*WHAT TO PRODUCE*
Extract every line of the records below that contains the string "turret", matching case exactly.

*GIVEN RECORDS*
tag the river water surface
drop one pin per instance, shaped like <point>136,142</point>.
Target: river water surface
...
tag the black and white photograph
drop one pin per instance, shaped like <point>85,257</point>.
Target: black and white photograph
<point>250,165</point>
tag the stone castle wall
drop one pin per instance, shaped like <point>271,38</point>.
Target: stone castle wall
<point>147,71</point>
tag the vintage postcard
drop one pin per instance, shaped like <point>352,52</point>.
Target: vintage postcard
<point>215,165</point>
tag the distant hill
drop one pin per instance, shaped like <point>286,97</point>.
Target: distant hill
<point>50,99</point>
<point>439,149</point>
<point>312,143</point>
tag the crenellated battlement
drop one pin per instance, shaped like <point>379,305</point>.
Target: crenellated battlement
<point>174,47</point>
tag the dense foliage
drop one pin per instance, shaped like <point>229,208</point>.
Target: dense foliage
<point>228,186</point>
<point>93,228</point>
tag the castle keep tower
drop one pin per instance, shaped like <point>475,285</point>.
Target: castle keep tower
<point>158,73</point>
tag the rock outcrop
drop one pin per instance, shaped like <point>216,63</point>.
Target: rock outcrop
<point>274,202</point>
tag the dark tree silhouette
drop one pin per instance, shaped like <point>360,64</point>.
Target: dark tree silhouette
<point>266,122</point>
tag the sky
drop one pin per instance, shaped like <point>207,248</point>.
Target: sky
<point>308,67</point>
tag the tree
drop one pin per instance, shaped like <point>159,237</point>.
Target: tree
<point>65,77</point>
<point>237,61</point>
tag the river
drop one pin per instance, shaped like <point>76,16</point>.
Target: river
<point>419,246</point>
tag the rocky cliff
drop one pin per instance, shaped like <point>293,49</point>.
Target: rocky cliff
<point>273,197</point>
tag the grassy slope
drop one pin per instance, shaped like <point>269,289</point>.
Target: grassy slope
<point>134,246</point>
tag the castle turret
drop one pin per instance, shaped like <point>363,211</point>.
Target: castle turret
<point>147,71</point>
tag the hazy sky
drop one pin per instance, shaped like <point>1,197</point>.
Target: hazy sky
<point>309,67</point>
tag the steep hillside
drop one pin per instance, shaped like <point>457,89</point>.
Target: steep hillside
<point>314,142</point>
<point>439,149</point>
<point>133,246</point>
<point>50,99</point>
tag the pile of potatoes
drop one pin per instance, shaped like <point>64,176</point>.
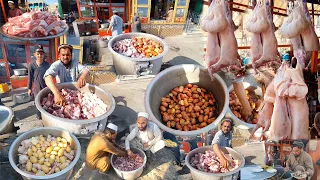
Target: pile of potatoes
--
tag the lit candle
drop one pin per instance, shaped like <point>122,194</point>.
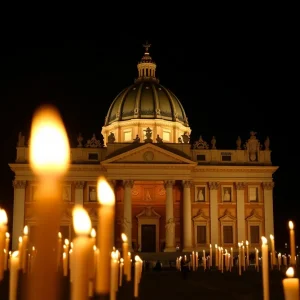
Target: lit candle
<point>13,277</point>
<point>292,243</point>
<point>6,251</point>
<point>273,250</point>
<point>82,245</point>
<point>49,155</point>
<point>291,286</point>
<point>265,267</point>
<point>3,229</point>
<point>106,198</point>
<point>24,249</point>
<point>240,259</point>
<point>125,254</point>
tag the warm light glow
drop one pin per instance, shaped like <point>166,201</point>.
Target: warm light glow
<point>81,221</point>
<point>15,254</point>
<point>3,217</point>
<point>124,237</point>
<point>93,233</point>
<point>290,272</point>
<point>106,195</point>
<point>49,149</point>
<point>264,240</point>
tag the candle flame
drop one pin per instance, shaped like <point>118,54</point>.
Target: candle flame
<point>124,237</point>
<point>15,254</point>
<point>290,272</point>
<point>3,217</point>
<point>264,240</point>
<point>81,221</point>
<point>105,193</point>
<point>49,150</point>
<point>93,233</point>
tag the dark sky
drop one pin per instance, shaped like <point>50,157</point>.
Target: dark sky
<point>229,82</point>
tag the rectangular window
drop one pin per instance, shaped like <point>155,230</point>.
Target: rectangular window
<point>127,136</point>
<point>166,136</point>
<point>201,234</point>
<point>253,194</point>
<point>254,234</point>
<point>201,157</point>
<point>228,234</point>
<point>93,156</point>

*SOLUTION*
tag the castle turret
Target: castle turret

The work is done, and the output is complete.